Textauszug ->

§

Konnte man bisher flexibel diese Umstände aussitzen und arbeitete nach dem Prinzip Hoffnung, so wird DORA ein strenges Regiment einführen: Nachweispflicht für IT-Cyber-Prävention, Reporting- und Meldewesen, Schadenabwehr-Strategien, Wiederherstellung, Betriebsstabilität und Verfügbarkeit, Notfall- und Risikomanagement. Damit dürften die oben genannten ca. 70% überfordert sein.
Das Problem ist aber, dass diesmal nicht in Eigenverpflichtung die Leichen im Keller verborgen werden können, sondern dass die gesamte Lieferkette in die Pflicht genommen wird: also müssen auch Pools, Versicherer, Cloud-Anbieter dafür geradestehen, dass der Vermittler und der Makler die Vorgaben einhält. Das heißt aus Compliance-Sicht: wer nicht mitspielt, ist draußen.
Es ist also nicht nur das Bußgeld, das bei Nichteinhaltung droht, sondern auch der latente zwangsweise Ausschluss aus der Lieferkette.

Was nun?

Nach Art. 2 Abs. 1 DORA sind Versicherungsvermittler eine explizit genannte Gruppe im Anwendungsbereich. Es wird aktuell noch um den Begriff „Kleinstunternehmen“ gerungen, worauf aber keine Ausfluchtshoffnung gesetzt werden sollte.

§

Bereitgestellte Datensätze ->

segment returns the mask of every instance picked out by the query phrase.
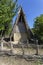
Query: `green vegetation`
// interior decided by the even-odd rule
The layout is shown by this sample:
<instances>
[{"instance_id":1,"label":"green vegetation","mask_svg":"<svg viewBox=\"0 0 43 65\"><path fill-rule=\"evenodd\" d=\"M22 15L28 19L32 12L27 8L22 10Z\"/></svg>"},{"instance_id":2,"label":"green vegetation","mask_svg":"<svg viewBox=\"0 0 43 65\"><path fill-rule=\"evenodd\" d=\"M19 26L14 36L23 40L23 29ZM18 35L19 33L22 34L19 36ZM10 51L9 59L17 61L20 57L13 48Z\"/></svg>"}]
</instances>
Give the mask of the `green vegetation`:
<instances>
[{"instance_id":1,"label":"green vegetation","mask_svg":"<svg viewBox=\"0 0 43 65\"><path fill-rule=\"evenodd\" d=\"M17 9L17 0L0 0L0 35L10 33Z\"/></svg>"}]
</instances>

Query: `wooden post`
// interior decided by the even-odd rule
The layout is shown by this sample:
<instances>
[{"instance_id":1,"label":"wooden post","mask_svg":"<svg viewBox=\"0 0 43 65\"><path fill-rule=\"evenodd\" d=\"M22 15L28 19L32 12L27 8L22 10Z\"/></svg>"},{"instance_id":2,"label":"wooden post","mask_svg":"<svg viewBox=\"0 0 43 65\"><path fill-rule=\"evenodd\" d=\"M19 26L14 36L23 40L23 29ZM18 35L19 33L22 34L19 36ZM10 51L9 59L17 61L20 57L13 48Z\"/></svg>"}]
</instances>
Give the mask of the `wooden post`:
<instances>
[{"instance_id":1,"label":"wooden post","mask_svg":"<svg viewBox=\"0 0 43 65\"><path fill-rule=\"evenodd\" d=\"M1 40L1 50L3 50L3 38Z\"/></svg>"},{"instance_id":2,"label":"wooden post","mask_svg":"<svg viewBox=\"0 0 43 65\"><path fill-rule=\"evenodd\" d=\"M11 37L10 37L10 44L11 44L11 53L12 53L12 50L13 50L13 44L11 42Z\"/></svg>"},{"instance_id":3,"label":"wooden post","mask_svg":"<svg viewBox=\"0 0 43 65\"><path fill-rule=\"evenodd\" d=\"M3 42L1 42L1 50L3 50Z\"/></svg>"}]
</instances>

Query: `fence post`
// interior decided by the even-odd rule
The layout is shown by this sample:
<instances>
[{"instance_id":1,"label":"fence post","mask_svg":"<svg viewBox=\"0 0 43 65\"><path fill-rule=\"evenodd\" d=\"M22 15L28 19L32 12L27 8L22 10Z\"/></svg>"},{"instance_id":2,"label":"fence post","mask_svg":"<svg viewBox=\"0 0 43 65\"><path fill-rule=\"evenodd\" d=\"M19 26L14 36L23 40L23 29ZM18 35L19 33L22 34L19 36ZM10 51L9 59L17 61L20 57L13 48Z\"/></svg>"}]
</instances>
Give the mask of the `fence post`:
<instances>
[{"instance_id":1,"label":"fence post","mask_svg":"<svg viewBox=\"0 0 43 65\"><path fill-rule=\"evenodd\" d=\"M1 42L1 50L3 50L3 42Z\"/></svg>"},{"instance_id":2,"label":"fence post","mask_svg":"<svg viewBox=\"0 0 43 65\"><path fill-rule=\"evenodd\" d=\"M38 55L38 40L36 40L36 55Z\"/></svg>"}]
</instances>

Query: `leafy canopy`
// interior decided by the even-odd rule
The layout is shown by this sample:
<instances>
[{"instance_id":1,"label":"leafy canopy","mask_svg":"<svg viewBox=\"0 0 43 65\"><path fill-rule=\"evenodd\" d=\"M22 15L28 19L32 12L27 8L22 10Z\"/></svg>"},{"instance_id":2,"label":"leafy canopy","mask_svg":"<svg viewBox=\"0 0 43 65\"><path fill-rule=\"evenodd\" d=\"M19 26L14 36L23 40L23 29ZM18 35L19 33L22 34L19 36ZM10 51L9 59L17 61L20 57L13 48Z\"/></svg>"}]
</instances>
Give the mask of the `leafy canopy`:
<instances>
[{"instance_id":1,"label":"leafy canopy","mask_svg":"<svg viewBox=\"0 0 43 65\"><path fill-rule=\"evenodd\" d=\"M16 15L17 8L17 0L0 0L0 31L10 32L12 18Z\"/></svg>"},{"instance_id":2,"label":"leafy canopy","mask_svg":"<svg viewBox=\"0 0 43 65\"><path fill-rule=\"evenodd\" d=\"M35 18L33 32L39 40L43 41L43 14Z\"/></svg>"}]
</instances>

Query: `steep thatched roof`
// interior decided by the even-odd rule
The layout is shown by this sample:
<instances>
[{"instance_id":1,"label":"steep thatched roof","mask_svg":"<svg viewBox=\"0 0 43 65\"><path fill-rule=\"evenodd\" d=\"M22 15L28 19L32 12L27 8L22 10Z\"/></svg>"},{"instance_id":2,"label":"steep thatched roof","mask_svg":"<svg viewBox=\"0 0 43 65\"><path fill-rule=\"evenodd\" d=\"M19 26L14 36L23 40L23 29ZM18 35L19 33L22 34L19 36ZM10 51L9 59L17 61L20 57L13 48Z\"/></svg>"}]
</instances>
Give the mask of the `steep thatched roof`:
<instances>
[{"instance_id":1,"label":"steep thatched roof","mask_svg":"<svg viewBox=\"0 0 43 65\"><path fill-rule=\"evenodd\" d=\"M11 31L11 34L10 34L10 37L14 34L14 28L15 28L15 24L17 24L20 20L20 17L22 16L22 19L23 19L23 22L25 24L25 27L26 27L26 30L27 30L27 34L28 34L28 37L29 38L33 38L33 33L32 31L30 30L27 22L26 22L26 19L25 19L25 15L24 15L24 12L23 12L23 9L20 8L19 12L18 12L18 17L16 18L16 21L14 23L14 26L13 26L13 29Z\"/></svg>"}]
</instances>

§

Aufgabenteile ->
a – In welchem Artikel und Absatz nennt DORA laut dem Textauszug über DORA die Versicherungsvermittler ausdrücklich als Gruppe im Anwendungsbereich?
b – Gib den Absatz des Textauszugs über DORA, der mit „Das Problem ist aber“ beginnt, knapper wieder und behalte dabei seine wesentlichen Aussagen bei.
c – Schreibe den Textauszug über DORA im Anschluss an seinen letzten Satz weiter.
Die Datensätze werden für die Bearbeitung nicht gebraucht.

Gelöste Aufgaben ->
a – In Art. 2 Abs. 1 DORA.

b – Diesmal lassen sich die Leichen im Keller nicht in Eigenverpflichtung verbergen, denn die gesamte Lieferkette wird in die Pflicht genommen. Pools, Versicherer und Cloud-Anbieter müssen dafür geradestehen, dass Vermittler und Makler die Vorgaben einhalten. Aus Compliance-Sicht gilt: Wer nicht mitspielt, ist draußen.

c –
Und nun mal Tacheles: nicht der Zwang, sondern der Nutzen sollte doch zur Einsicht führen. Ein unzureichendes IT-System zu betreiben ist aus meiner Sicht mehr als nur grobe Fahrlässigkeit. Es ist unverständlich, warum beim Auto Sicherheitsgurt, Airbag, Assistenzsysteme, Knautschzone und ABS als unverzichtbar angesehen werden und im – nach Größenordnung – gleichen Investitionsvolumen bei der IT nicht in Firewall, Monitoring, Backup, Verschlüsselung und Notfall-Prävention investiert wird. Zudem betrifft DORA nicht nur das eigene Unternehmen, sondern der Versicherungsvermittler hat auch zu gewährleisten, dass die ausgewählten Produktpartner und Dienstleister nach DORA arbeiten, was aber wohl das kleinere Problem darstellen dürfte.

Ein paar Facts zu DORA

Grund der Einführung ist auf Grund der starken Vernetzung die Schaffung von einheitlichen Vorschriften und Regularien zur Stärkung der IKT-Sicherheit hinsichtlich der digitalen Betriebsstabilität im Finanzdienstleistungswesen.
Betroffen sind alle Unternehmen, die im IT-Prozess bei der Vermittlung von Finanz- und Versicherungsprodukten mitwirken. Also Banken, Versicherungen, Wertpapierfirmen, Vermögensberater, Versicherungsvermittler, Pools, branchennahe und branchenfremde iTK-Drittanbieter wie Tarfivergleicher und Cloud- und Zahlungs-Dienstleister.
Umzusetzen wären aus praktischer Sicht die Herstellung einer IT-Sicherheit nach Stand-der-Technik, Maßnahmen zur Stabilität und Wiederherstellung, Überwachung des Gefahrenpotenzials, Meldewesen und Notfallmanagement.
Inkrafttreten würde der Rechtsakt spätestens 2025, vermutlich aber eher schon in 2023. Also die Panik lieber nicht auf DORA verschwenden, sondern auf das möglicherweise noch unsichere eigene IT-System.
Überwachung erfolgt durch die Finanzaufsichtsbehörden. Es ist bei Verletzung der Vorschriften ein Bußgeld bis zu einer Höhe von 1% des Jahresumsatzes vorgesehen.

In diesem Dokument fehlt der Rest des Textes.